- Work request: Below are the records. Reproduce the line that contains "tag the woman in pink shirt" and every line after it to the end, exactly and alone.

- - - - -

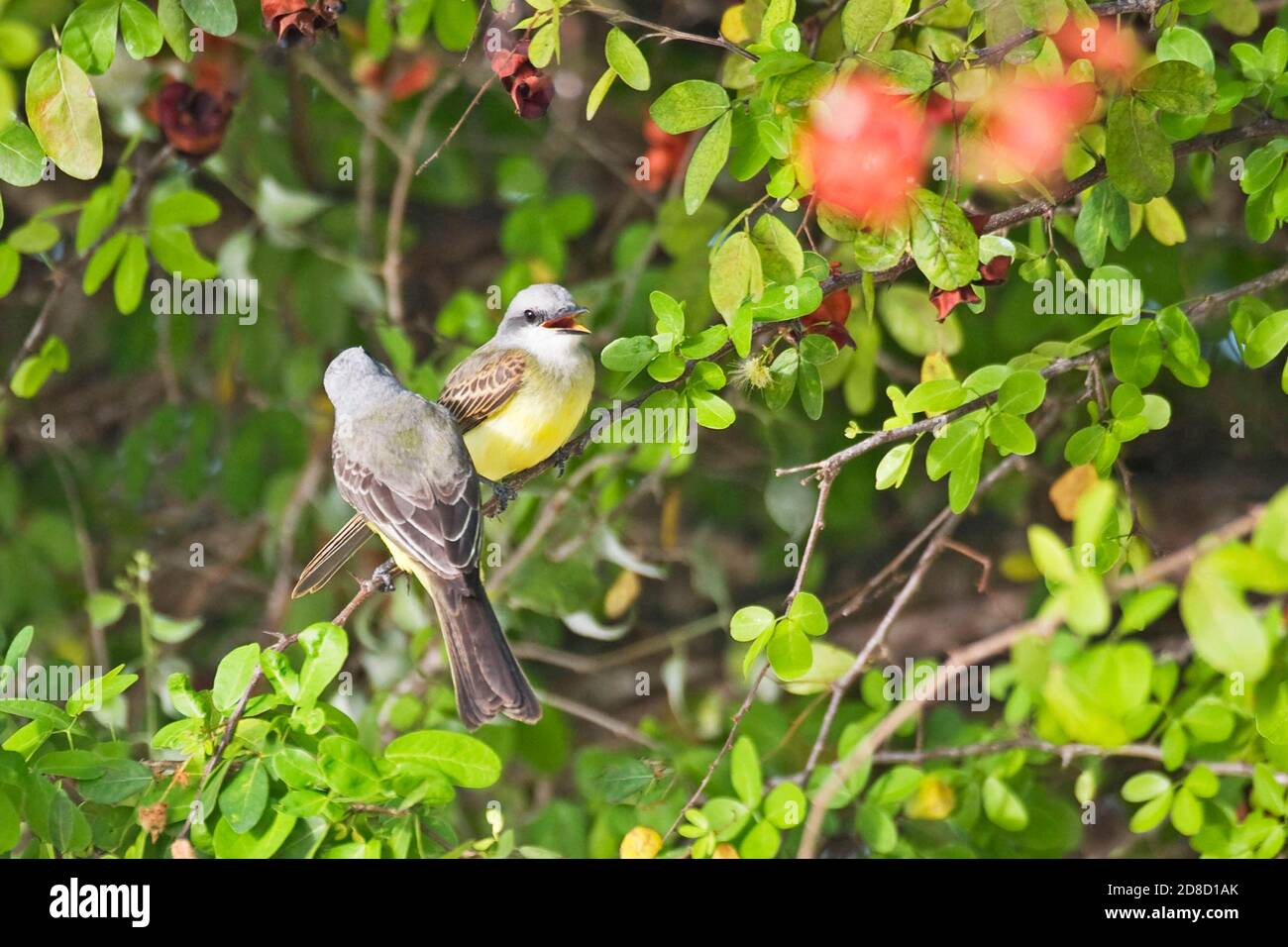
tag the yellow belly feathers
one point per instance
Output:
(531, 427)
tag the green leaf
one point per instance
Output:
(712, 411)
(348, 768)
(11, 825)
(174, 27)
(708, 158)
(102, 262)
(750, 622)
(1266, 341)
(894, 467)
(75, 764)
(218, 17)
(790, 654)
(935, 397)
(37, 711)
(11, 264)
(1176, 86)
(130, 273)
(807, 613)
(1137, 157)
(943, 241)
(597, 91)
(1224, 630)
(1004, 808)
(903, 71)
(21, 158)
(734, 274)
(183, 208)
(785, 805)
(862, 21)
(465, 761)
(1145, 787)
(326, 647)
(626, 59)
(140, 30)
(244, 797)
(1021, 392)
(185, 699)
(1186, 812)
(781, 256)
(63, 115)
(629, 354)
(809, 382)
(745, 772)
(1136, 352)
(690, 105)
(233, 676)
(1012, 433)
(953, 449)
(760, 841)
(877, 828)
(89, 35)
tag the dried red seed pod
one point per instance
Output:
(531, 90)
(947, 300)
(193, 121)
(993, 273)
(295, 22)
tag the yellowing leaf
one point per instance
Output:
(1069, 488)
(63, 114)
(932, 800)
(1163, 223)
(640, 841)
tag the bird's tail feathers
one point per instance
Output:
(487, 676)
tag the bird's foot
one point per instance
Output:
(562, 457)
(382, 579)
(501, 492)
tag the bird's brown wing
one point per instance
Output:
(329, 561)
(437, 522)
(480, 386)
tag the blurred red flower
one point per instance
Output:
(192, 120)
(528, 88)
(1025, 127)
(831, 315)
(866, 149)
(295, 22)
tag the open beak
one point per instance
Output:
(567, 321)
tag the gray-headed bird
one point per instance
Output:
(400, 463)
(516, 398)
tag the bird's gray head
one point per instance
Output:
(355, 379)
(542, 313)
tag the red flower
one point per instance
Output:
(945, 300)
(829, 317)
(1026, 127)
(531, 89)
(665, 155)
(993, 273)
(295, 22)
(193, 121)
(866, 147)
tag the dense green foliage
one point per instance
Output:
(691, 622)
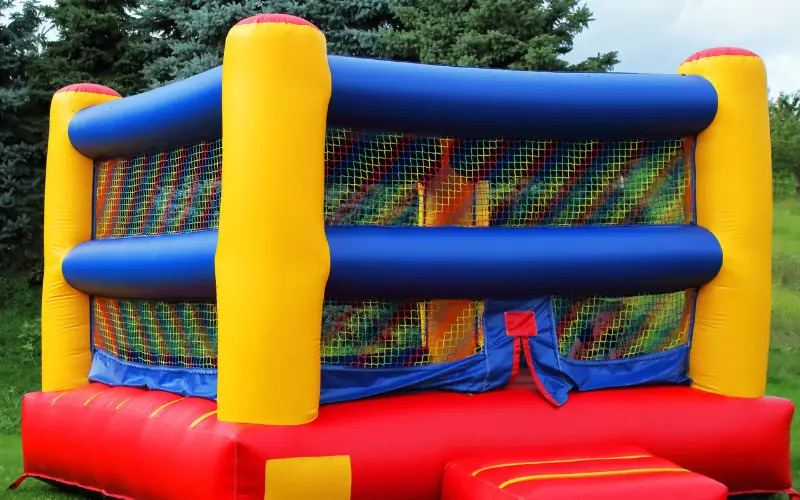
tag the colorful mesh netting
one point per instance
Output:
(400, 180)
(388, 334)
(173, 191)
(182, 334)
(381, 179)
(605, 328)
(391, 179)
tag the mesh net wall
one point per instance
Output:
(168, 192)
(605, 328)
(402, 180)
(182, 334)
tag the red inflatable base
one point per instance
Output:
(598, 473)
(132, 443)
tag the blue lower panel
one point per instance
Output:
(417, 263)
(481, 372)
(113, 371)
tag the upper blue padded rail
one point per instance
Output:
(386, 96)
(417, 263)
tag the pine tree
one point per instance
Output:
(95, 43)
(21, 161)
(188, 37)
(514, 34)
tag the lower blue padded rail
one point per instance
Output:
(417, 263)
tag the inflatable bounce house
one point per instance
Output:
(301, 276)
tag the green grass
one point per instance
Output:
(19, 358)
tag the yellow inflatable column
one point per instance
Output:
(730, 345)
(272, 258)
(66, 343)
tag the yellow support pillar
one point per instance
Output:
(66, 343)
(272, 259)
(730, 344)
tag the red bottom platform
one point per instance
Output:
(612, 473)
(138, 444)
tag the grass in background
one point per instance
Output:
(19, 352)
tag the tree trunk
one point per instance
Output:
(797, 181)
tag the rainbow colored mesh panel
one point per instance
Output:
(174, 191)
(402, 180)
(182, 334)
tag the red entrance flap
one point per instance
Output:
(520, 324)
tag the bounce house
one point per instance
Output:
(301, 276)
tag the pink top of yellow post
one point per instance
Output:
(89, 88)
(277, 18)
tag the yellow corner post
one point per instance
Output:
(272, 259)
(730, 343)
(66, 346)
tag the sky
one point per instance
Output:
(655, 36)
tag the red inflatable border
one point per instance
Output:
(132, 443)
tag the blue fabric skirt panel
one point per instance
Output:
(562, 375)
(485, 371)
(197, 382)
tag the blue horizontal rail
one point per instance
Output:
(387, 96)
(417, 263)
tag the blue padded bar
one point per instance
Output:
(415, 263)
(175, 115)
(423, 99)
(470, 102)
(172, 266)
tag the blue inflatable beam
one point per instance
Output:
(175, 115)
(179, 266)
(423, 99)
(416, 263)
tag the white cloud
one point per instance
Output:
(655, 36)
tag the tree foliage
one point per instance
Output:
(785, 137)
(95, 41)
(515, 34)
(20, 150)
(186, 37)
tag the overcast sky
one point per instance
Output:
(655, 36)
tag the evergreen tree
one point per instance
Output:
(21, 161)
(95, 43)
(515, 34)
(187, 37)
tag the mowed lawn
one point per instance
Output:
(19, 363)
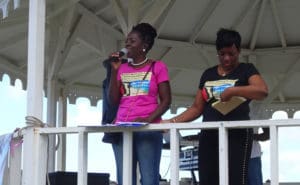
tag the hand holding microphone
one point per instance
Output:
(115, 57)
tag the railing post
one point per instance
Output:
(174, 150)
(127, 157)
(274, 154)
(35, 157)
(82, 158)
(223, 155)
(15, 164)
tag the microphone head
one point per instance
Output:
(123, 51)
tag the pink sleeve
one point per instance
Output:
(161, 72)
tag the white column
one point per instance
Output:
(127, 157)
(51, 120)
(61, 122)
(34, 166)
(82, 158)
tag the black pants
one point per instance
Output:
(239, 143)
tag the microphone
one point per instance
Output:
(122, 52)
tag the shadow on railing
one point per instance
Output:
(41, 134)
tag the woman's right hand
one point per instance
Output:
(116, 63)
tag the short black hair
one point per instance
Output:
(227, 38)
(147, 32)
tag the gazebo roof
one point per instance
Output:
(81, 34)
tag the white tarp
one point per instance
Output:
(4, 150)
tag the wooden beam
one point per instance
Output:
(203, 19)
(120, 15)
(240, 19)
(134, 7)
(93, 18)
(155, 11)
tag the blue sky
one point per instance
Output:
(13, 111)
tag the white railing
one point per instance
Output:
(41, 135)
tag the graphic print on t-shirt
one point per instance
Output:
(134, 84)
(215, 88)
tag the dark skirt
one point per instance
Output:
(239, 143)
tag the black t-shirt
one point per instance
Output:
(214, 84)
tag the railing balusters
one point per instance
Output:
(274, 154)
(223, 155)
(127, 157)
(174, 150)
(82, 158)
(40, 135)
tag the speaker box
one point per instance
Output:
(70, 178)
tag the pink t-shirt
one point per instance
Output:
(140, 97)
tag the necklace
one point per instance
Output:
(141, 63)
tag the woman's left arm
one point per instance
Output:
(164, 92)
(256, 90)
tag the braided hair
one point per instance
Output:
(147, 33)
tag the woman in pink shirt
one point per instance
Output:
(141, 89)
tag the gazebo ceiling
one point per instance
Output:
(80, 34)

- - - - -

- Expected answer:
tag the woman in pink shirt
one point per instance
Output:
(141, 89)
tag the gazebo ceiling
one point per instance
Output:
(80, 34)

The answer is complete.